The request
Copy every line of the records below word for word, without changing anything.

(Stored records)
= = = = = = =

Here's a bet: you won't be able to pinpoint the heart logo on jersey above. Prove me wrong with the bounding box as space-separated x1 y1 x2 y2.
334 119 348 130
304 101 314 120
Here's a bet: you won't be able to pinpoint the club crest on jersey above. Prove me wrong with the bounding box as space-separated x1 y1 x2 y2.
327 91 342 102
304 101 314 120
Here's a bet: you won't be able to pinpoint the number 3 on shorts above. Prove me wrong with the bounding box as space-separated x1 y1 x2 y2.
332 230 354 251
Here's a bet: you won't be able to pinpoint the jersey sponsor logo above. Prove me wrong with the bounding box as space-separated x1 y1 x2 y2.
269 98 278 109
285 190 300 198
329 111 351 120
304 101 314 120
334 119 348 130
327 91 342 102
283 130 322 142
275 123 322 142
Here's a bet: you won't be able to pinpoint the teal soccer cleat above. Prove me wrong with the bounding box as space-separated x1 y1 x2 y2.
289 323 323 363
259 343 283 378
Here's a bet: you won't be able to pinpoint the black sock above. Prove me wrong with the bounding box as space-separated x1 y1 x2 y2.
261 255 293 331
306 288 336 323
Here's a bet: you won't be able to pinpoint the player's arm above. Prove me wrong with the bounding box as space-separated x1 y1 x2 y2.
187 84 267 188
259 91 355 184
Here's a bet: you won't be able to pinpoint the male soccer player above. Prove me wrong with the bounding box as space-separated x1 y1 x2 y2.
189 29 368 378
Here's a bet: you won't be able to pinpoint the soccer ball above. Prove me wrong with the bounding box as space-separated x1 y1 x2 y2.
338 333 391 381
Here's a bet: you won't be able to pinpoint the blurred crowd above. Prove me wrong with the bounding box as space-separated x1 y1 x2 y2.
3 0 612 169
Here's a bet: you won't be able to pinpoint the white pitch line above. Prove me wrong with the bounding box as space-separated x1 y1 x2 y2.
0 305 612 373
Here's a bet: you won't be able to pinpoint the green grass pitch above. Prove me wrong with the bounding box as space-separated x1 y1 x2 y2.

= = = = = = =

The answer
Here's a bet: you won't be able to pinpoint the heart logo on jersey above. Prove me wrong with the bounding box as space-separated x1 y1 x2 y2.
334 119 348 130
304 101 314 120
Here's a bet: you won't be able to pinpoint the club crest on jersey above. Prove me wrong with the bounding box as space-separated x1 y1 x2 y2.
327 91 342 102
304 101 314 120
Here's a bet: you won't be able to pinpoint the number 3 on shorts above. Prove me wrong with the bounding box as space-separated x1 y1 x2 y2.
332 230 354 251
Here's a bet: you won't be able to pinpoint the jersey sponsor logo above. Prove me wrong with the bounding box as space-separated x1 y1 x2 y2.
269 98 278 109
285 190 300 198
329 111 351 120
304 101 314 120
334 119 348 130
327 91 342 102
283 130 322 142
275 123 322 142
Here's a bet: you won't be able to pinpoint the teal soccer cleat above. Prove me wrong with the bounding box as space-separated x1 y1 x2 y2.
289 323 323 363
259 343 283 378
Here's a bet: you won't be able to pinpoint the black sock above. Prove me wrong with the bounding box as space-separated x1 y1 x2 y2.
261 255 293 331
306 288 336 323
Here's a bet: you won't be able to pinpoint the player's arm above. Prove me wrong with the bounding box as space-separated x1 y1 x2 y2.
187 84 267 188
259 91 355 184
Here's a bet: you won't be able to pinpoint the male soccer player above. Prove me wrong with the bounding box as space-separated x1 y1 x2 y2.
189 29 368 378
Here's a bet: you won't be able to pinpoint the soccer ball above. Prove me wrong with the bounding box as space-separated x1 y1 x2 y2.
338 333 391 381
Here's a bet: you won't be able to pinpoint the blurred crowd above. Prove me wrong with the bounding box as space-separated x1 y1 x2 y2.
3 0 612 169
Here's a bet: you won't be able to pinpoint the white pitch line above. Prove me wrong with the bounding box as space-separated x1 y1 x2 y2.
0 305 612 373
Here's a bet: you won't be able to pinpoint the green grass pitch above. Prove me wrong with the bounding box as space-separated x1 y1 x2 y2.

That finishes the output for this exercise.